**Problem details:**
Repeat the records word for word, excluding any picture.

Point-per-instance localization data:
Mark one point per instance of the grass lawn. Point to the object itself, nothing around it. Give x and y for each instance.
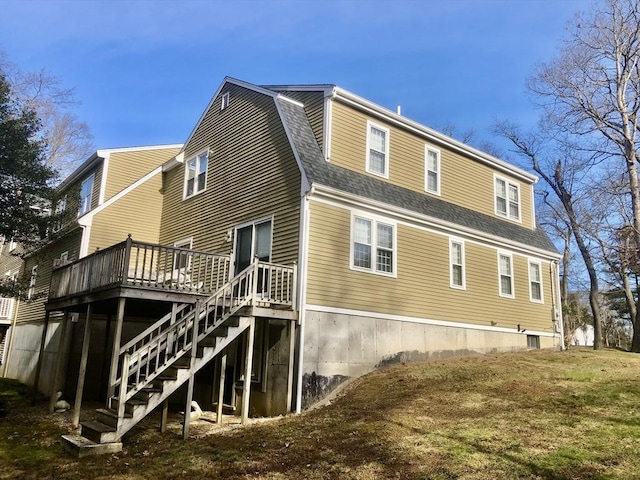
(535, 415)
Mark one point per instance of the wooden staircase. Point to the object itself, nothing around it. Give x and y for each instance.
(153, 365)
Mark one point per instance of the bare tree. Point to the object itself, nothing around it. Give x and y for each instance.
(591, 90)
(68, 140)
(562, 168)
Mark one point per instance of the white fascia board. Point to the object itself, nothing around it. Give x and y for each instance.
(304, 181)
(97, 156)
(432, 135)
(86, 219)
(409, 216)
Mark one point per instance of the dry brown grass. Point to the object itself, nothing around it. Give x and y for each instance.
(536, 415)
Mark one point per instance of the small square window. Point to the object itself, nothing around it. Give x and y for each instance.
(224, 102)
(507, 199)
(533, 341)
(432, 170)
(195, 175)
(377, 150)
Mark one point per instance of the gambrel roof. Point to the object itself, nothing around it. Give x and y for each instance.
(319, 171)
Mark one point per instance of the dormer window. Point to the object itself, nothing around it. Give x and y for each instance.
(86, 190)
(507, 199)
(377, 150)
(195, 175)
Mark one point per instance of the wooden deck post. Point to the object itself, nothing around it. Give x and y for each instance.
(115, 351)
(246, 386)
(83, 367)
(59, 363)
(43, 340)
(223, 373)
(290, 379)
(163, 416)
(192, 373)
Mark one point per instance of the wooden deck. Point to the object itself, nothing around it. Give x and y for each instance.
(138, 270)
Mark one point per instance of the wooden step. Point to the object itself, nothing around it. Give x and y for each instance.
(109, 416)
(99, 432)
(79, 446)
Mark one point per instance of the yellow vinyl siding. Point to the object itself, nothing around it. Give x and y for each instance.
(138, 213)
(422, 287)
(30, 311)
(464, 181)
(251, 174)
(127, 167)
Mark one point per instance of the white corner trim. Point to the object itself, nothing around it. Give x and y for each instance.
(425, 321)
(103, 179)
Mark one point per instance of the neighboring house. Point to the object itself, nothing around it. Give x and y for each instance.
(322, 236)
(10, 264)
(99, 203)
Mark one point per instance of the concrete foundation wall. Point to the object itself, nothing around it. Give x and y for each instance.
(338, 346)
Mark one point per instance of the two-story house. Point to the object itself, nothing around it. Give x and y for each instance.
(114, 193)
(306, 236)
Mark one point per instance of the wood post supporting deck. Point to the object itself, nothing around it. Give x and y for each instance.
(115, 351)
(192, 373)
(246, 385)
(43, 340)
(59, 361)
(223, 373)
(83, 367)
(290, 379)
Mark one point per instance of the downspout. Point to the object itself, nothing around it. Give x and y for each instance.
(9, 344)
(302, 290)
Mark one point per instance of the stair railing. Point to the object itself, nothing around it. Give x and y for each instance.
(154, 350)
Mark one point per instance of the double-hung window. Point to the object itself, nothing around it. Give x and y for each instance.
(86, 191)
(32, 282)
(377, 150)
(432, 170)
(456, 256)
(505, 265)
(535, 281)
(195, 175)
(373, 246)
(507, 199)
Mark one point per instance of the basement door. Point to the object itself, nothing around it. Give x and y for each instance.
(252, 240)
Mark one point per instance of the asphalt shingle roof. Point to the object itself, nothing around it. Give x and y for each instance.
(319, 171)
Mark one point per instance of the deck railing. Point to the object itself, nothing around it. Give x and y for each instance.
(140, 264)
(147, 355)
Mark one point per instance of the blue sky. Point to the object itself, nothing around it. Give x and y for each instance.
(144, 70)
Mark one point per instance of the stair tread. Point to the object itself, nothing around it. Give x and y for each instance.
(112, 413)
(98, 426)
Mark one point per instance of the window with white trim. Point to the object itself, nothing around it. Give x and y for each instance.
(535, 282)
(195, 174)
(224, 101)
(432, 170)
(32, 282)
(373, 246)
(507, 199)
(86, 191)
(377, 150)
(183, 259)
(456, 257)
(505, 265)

**The completed task:**
Mark one point per instance of the grass lawn. Point to the object itself, nothing around it. Give x and y for each instance.
(535, 415)
Mark one point per instance of the wooden staircase. Point to the object itself, nothing around it. Give x and y for each instance.
(153, 365)
Mark one point per instance of the bare tree. Point to the object itself, nothing around it. Give x and y for each instance.
(591, 90)
(68, 140)
(562, 168)
Mark one point per instance of the white fascia board. Point to the object itself, nothing around it. Give x and y for each instance.
(304, 181)
(97, 156)
(432, 135)
(86, 219)
(409, 216)
Mark one point per instance of the dry brown grass. Point to the object itself, nothing around it. Give x and y for each instance.
(536, 415)
Mark one point per instance of the small square window. Point to the object itself, nothing around it. Give x and y for each instance.
(224, 102)
(507, 199)
(533, 341)
(432, 170)
(195, 175)
(377, 150)
Mark one point per instance of the gambrel roof. Point to the object itself, nothing around it. Give x and y for each instance.
(319, 171)
Mark one point per instance of the dormer window. Point to the object itself, nothing around it. Give x and y for each instance.
(86, 190)
(507, 199)
(377, 150)
(195, 175)
Mark one point per instance of the wooden deck post. Point to the object itself, nothing around it. Give x and y for each instance.
(115, 351)
(246, 386)
(83, 367)
(59, 363)
(43, 340)
(223, 373)
(290, 379)
(163, 416)
(192, 373)
Mark one point per instance of the wooden deck. Point to the object itself, nothing around it. Give x and y for each instance.
(138, 270)
Mark one point per instance of the wooden step. Point to the object itself, nothing around it. Give x and y for each instance.
(109, 416)
(99, 432)
(79, 446)
Mark one point per instance of the yellow vinyl siding. Point to the object itself, nothing around it. Give x and y for each instance.
(138, 213)
(422, 287)
(30, 311)
(464, 181)
(251, 174)
(127, 167)
Mark one point per instance of the white corner trim. Point to the object itself, nothing around it. Give x and y for each instance.
(425, 321)
(103, 179)
Mark one point per instance of the neighboring house. Point to the object itself, nothing around it. Give x and y for each instance.
(322, 236)
(10, 264)
(99, 203)
Mark one point per instance of the concrete foundation wall. Point to the object itself, nothing around it. Give x and y for each instance.
(338, 346)
Mark one point per instance of the two-story house. Point to the object itself, nothing around it. Give x and y for each instance.
(114, 193)
(306, 236)
Mark one point per instance of the wood post supporting deck. Point to the object itself, nothing around it. Give x and y for each instance.
(115, 351)
(192, 373)
(246, 385)
(43, 340)
(59, 361)
(223, 373)
(83, 367)
(290, 379)
Mark one point per instance of the downspout. Point to the object itself, nothing around it. Give x and y for each instance.
(9, 344)
(302, 290)
Mark one point per instance of the stair railing. Point to the object itself, nothing around it. Give x and y for each instance.
(154, 350)
Mark one point per instance of the double-hung window. Point to the object itself, nothing around it. Give x and y for each instance.
(86, 191)
(32, 282)
(377, 150)
(432, 170)
(456, 256)
(505, 265)
(535, 281)
(195, 175)
(373, 246)
(507, 199)
Mark one point per instance of the basement door. Point to the object itself, nothing around it. Give x and y for each instance.
(252, 240)
Mark one point per instance of the asphalt shingle roof. Point to the object itself, nothing around it. Give x and y for each instance.
(319, 171)
Mark one point per instance of the deck railing. Point to the object itself, nothing around it. Give x and y for each instance.
(140, 264)
(147, 355)
Mark one point per instance of the blue sky. Point to the object itself, nothing around it. Give x and y for each instance.
(144, 70)
Mark one point per instance of the stair tread. Point to the object itself, nothing around it. Give x and y for each instance.
(112, 413)
(98, 426)
Mark one point per instance of the window with white trim. Point to the object itself, nothing around it. Give x and y for each instance.
(535, 282)
(195, 174)
(224, 101)
(432, 170)
(32, 282)
(373, 246)
(507, 199)
(86, 191)
(377, 150)
(183, 259)
(456, 257)
(505, 265)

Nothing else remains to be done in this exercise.